◆ STATED EXERCISE: Extract verbatim the lines of the items below, beginning with the line that contains "Reviewer note: confirm one keypoint per instance of the track" and continuing through the final line of the items.

◆ DATASET CONTENT:
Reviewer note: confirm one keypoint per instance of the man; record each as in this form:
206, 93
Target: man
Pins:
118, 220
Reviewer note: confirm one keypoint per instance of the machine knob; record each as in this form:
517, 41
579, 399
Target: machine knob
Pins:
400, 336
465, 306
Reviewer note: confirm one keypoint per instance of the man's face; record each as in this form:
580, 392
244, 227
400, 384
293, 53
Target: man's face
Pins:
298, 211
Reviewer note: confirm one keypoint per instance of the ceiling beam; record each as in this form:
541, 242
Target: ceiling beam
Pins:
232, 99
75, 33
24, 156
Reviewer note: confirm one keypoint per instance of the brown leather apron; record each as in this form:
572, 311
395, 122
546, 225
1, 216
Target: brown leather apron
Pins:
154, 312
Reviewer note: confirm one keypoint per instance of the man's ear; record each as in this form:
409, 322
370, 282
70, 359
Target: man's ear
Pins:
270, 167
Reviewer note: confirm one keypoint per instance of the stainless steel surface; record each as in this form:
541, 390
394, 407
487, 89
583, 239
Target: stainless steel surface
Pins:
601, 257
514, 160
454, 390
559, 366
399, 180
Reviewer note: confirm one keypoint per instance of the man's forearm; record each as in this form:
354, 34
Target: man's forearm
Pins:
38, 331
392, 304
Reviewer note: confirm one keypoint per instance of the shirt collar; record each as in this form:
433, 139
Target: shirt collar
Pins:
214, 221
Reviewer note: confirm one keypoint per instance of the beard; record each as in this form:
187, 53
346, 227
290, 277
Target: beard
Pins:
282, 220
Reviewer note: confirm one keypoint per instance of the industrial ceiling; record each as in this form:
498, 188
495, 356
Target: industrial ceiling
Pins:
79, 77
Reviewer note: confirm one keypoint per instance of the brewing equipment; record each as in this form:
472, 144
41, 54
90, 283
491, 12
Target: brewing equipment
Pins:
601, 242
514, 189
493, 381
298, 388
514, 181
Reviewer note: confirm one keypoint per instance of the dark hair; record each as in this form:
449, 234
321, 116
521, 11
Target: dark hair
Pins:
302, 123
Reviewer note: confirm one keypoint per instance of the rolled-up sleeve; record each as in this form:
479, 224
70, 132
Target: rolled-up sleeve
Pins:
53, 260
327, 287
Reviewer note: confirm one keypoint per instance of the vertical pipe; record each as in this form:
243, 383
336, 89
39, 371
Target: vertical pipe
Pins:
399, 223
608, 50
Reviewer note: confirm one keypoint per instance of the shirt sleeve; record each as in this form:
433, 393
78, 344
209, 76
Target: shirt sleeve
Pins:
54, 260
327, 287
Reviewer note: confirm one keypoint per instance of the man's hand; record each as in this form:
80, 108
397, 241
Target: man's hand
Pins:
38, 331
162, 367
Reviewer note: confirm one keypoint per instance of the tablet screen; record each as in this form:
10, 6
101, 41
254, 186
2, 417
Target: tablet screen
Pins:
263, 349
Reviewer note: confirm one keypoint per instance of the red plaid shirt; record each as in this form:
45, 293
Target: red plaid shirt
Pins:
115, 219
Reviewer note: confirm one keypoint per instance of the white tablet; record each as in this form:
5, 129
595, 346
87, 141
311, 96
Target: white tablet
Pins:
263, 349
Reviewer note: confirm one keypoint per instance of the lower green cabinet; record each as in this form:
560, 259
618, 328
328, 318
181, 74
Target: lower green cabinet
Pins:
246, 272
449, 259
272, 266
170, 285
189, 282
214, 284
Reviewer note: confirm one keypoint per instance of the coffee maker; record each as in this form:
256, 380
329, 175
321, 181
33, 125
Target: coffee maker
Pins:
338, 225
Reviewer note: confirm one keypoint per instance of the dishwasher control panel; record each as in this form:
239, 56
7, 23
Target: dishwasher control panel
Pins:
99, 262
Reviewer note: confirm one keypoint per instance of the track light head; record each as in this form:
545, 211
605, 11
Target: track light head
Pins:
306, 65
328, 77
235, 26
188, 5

◆ ANSWER BELOW:
Reviewer note: confirm one keypoint per instance of the track light head; record each as in this form:
545, 211
605, 11
Target: track light head
Pins:
306, 65
328, 77
235, 26
188, 5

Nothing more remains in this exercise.